[Items listed in a dataset]
>> BEGIN
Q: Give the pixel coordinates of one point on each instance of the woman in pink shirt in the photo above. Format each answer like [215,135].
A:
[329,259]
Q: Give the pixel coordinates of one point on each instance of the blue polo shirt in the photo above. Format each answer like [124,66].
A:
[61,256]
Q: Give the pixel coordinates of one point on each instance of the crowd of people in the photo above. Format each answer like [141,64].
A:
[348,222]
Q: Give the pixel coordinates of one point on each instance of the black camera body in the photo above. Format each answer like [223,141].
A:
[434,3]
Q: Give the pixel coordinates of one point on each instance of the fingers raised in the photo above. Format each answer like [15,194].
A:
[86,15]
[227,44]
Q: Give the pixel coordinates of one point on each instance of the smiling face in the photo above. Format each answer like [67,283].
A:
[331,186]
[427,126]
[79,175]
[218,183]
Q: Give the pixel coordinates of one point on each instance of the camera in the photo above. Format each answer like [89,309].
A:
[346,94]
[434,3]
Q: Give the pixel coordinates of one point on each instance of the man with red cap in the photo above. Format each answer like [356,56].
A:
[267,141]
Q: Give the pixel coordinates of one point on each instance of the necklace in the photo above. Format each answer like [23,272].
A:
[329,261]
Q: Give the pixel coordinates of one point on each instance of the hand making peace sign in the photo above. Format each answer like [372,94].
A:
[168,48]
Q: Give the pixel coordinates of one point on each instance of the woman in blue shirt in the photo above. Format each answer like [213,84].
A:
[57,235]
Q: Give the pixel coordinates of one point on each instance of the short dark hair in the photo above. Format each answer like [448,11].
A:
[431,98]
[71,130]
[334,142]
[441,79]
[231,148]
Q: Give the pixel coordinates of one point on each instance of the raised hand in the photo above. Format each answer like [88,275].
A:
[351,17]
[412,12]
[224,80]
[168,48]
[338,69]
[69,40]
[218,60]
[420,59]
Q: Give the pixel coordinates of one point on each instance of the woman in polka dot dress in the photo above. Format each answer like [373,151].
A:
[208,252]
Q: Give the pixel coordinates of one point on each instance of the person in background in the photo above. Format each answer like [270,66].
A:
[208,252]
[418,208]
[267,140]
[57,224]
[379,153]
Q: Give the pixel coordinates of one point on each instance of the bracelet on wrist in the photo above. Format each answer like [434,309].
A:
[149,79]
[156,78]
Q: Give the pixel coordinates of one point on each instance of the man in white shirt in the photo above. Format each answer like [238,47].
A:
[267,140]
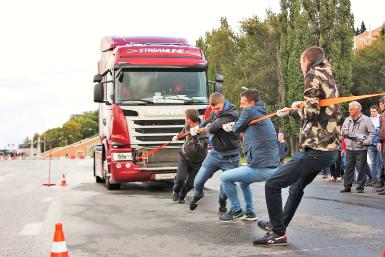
>> END
## [EXERCISE]
Please find every line in the items above that contains the word "camera" and copy each of those lines.

## [EXERCISE RESPONSE]
Q: Give the pixel coordinates of one point on each instance of the black camera body in the photo above. Format each answer like [223,141].
Q: Give the pixel coordinates of one point on each instance of the camera in the photo above. Format each answer like [89,309].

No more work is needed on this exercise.